- _EXTRAIT CHOISI_:
====

Dr Émilie Rivet-Duval :

« Il n’y a rien sur la santé mentale dans le budget ! »

Dr Émilie Rivet-Duval est déçue du rapport budgétaire, car « il n’y a rien sur la santé mentale », alors que les professionnels de psychologie et autres ont soumis plusieurs recommandations dans l’intérêt de la population. « Nous avons à Maurice un seul hôpital psychiatrique avec un seul pédopsychiatre ! Nous déplorons que la santé mentale soit toujours le parent pauvre. » Consciente qu’il est important de redémarrer l’économie et que plusieurs mesures annoncées vont en ce sens, force est de constater que l’humain est relégué au second plan. « Quid de l’humain acteur de cette économie ? Qu’en est-il de la santé mentale de la population ? » Émilie Rivet-Duval se dit déçue, car après tout ce temps, il n’y a toujours pas de plan stratégique sur la santé mentale et rien n’est fait concrètement pour améliorer la prise en charge psychologique des adolescents de la République, lourdement impactés par le Covid.

Fiche d’aide : les niveaux de risque

1) Faible

Idées suicidaires pas fréquentes

Mise en place de diverses solutions pour apaiser la souffrance

  Sentiments possibles : tristesse, colère, déception, etc.

L’élève demande de l’aide et accepte de se faire aider par un professionnel.

Que faire ?

Oser en parler avec l’élève et poser des questions afin d’évaluer le risque suicidaire

Mettre l’élève en lien avec un membre de l’équipe thérapeutique pour un suivi au collège (avec le consentement de la personne responsable).

2) Moyen

Idées suicidaires fréquentes

L’élève parle d’une action à venir ou fait des déclarations d’affection disproportionnées (ex. : « Bientôt vous allez avoir la paix. »)

Sentiments possibles : tristesse, découragement, frustration, solitude, etc.

Préparatifs en vue de leur mort (exemple : mise en ordre de ses affaires personnelles, lettres d’adieu, dons d’objets significatifs, etc.).

Le plan suicidaire : « Où, quand et comment » n’est pas clairement défini.

Que faire ?

Oser en parler avec l’élève et poser des questions afin d’évaluer le risque suicidaire.

Informer le chef d’établissement scolaire.

Contacter la personne responsable de l’élève.

Identifier un réseau de soutien avec l’élève.

S’assurer auprès d’eux que l’élève soit vu par un professionnel en psychologie.

Rester vigilant, observer et s’assurer que l’élève soit dans un environnement sécurisant (ex : surveiller l’accès à des médicalement/objets pointus, etc.)

====

- _LES DONNÉES_:
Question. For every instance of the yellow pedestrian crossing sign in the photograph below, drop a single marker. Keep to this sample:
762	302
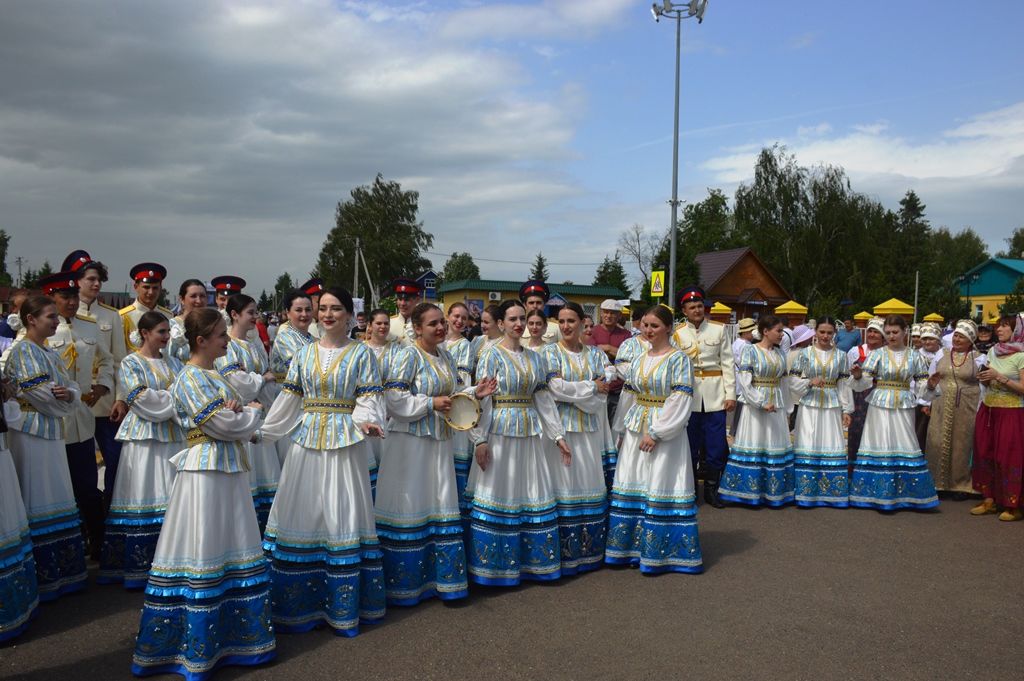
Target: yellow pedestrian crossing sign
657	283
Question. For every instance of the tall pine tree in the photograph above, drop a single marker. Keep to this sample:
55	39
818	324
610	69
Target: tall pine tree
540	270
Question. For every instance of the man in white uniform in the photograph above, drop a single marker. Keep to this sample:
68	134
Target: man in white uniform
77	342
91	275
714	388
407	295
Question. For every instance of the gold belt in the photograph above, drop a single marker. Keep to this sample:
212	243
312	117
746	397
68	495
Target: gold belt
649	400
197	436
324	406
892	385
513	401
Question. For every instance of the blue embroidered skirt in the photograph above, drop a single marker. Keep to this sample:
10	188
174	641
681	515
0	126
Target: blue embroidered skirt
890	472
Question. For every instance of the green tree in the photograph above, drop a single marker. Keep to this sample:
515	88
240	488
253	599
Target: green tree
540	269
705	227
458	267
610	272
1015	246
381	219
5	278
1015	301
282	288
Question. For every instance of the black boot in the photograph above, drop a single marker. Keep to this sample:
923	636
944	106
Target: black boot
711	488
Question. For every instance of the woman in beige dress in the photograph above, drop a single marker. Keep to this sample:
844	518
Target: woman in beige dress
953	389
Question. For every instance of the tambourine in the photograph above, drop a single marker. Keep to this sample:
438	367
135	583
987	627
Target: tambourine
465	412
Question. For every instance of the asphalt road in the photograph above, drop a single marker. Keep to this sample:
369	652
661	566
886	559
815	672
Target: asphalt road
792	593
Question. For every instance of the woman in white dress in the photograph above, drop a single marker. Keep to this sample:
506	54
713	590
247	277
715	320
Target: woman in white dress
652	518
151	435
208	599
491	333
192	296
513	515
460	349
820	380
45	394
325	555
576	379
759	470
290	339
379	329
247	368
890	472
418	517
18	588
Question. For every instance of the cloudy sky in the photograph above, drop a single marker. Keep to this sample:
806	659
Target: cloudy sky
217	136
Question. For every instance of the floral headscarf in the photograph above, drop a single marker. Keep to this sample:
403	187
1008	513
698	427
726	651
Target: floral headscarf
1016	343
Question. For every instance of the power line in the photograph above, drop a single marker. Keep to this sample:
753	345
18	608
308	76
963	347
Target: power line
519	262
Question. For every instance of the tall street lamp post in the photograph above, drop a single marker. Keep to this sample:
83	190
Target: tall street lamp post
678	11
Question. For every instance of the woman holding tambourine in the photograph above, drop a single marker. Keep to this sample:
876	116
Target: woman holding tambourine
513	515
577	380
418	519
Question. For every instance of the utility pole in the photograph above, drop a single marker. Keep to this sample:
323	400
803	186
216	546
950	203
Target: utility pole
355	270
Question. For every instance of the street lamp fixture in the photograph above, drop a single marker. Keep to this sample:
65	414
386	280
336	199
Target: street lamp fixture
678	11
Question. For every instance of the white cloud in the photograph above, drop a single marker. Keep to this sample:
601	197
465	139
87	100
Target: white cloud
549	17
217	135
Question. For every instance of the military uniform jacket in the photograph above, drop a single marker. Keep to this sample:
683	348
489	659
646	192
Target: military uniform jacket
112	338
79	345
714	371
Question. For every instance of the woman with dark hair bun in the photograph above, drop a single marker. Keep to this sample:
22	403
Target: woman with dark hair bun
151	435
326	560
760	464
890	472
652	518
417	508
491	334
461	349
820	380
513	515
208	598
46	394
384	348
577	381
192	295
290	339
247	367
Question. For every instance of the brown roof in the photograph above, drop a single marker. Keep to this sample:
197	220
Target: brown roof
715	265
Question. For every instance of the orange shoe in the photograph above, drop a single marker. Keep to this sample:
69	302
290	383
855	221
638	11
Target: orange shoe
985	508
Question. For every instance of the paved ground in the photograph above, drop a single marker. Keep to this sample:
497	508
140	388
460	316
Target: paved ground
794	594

====

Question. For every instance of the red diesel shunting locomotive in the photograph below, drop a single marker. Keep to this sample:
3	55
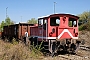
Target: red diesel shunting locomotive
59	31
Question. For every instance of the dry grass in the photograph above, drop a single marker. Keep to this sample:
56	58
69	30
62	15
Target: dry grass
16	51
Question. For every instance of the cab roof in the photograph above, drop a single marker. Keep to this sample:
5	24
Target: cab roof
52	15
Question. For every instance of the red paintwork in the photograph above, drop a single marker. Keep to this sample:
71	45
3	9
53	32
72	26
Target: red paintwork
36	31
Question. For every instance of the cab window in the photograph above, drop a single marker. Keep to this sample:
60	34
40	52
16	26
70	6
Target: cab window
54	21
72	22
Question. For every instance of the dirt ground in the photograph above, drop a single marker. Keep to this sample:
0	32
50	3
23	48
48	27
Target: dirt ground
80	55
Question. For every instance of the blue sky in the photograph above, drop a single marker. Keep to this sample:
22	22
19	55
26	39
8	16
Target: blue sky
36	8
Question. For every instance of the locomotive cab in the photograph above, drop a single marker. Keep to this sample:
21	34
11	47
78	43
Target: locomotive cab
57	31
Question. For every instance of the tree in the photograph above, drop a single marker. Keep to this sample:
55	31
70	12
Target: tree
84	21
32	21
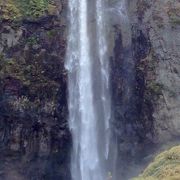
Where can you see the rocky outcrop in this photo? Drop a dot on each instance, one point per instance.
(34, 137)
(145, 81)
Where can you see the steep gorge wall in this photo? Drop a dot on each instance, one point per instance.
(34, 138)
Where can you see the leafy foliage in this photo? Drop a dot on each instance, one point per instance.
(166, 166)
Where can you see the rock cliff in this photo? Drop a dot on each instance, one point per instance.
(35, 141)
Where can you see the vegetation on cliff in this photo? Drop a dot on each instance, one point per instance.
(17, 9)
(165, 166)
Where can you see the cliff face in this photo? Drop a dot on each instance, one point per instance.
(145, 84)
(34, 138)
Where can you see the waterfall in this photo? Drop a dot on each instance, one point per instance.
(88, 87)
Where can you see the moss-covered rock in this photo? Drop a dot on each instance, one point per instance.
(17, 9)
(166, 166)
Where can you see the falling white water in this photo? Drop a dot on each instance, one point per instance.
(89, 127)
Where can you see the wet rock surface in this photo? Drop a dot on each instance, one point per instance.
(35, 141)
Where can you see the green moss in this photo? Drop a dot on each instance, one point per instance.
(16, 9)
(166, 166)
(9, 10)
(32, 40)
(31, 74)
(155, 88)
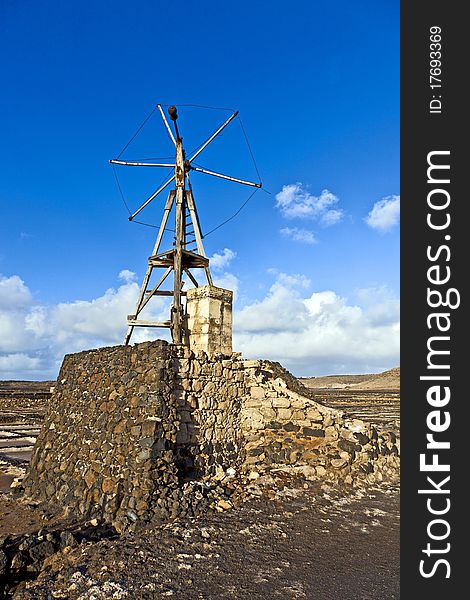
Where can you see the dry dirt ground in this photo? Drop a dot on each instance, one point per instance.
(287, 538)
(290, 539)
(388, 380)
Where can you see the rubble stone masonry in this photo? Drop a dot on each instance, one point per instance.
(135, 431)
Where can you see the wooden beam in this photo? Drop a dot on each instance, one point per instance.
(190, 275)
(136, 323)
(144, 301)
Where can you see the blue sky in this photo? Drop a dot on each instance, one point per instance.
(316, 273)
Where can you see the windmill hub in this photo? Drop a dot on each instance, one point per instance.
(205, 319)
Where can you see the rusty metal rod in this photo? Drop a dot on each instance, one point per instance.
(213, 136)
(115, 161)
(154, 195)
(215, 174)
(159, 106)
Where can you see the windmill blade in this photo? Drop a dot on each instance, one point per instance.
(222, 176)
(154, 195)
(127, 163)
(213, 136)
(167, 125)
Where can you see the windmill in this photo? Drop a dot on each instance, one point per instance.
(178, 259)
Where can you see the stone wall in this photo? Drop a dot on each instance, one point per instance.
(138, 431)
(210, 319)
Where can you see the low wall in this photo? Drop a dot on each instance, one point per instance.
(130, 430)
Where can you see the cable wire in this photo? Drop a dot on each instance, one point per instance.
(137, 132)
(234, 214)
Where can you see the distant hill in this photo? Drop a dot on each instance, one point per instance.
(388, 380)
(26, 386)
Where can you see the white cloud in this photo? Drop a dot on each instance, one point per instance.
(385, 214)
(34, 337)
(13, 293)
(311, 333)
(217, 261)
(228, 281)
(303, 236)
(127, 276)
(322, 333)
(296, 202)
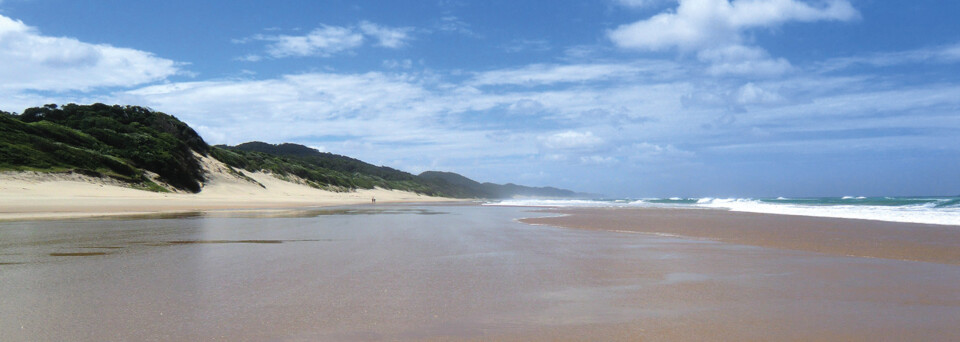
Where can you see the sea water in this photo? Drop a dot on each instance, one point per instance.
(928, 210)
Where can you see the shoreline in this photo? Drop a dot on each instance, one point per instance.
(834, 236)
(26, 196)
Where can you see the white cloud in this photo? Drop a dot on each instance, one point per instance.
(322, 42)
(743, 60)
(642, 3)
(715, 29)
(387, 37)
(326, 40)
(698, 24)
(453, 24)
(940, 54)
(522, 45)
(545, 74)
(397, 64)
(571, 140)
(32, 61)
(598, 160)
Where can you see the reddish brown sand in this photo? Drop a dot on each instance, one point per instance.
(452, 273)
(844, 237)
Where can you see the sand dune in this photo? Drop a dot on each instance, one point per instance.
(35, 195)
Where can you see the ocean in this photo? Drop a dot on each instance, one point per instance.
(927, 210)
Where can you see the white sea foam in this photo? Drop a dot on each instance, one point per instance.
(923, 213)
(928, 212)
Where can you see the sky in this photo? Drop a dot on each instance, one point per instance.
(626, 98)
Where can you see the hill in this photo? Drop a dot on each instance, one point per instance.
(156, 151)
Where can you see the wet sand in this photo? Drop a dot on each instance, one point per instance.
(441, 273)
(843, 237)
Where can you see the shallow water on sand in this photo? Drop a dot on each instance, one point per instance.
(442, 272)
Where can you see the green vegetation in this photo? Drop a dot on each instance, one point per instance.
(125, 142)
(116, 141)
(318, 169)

====

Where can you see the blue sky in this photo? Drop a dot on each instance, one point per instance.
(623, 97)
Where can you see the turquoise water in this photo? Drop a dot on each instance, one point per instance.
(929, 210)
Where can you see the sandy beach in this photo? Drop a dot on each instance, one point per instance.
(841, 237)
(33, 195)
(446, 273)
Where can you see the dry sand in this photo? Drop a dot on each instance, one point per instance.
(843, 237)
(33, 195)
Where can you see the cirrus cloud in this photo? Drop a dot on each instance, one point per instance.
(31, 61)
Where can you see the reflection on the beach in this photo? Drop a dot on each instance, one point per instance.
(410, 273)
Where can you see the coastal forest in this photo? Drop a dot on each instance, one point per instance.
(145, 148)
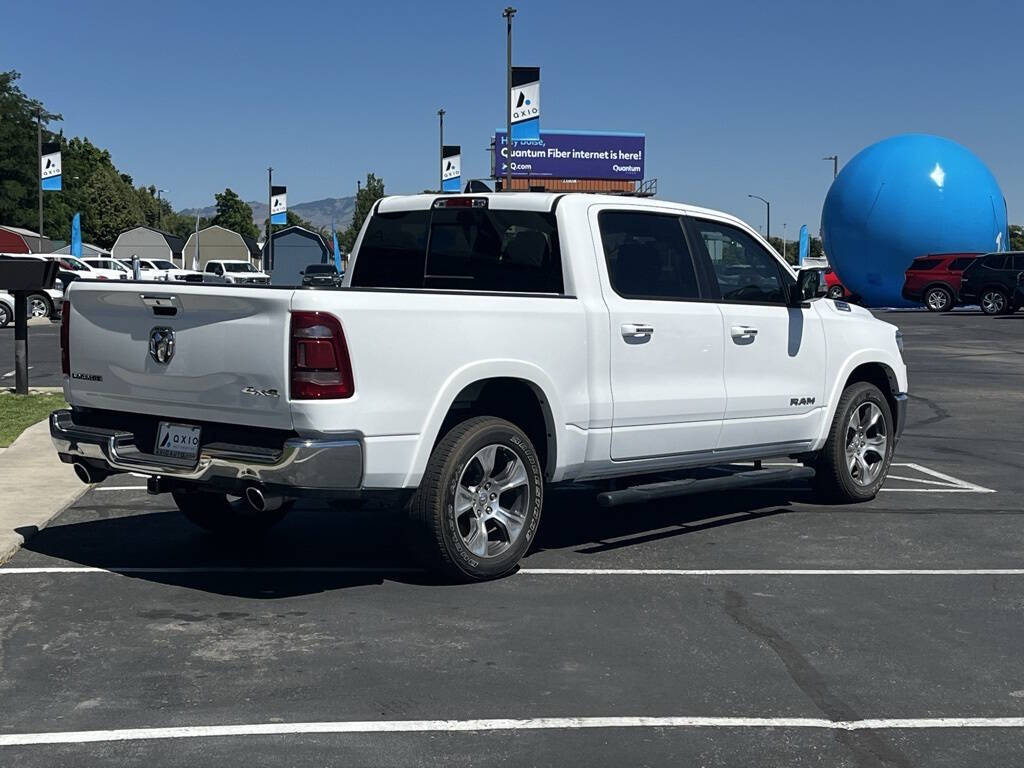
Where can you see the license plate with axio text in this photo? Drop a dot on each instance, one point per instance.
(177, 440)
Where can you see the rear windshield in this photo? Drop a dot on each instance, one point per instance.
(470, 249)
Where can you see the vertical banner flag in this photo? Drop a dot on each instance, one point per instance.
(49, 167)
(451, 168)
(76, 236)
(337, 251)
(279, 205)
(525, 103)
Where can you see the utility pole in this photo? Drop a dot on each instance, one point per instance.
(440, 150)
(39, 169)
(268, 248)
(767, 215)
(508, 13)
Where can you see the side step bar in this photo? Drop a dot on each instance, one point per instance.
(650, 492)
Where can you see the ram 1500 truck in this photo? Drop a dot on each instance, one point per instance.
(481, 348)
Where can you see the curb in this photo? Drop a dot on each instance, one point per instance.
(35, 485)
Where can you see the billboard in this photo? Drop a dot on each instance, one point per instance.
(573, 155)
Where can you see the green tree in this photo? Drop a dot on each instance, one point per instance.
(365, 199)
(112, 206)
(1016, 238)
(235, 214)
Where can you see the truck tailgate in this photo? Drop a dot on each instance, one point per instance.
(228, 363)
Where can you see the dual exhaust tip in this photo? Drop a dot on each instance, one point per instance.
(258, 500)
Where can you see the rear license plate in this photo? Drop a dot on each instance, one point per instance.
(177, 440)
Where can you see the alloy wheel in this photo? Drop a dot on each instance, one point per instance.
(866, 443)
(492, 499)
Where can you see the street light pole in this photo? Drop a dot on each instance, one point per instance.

====

- _MISE EN PRATIQUE_:
1. Dans la fiche d'aide de l'extrait choisi, relevez tous les sentiments possibles indiqués pour le niveau de risque « Moyen ».
2. Recopiez le passage de l'extrait choisi qui commence aux mots « L’élève parle d’une » et s'arrête après les mots « pas clairement défini. ».
Les données constituent un contenu distinct de l'extrait choisi.

- _RÉPONSES_:
1. tristesse, découragement, frustration, solitude

2.
L’élève parle d’une action à venir ou fait des déclarations d’affection disproportionnées (ex. : « Bientôt vous allez avoir la paix. »)

Sentiments possibles : tristesse, découragement, frustration, solitude, etc.

Préparatifs en vue de leur mort (exemple : mise en ordre de ses affaires personnelles, lettres d’adieu, dons d’objets significatifs, etc.).

Le plan suicidaire : « Où, quand et comment » n’est pas clairement défini.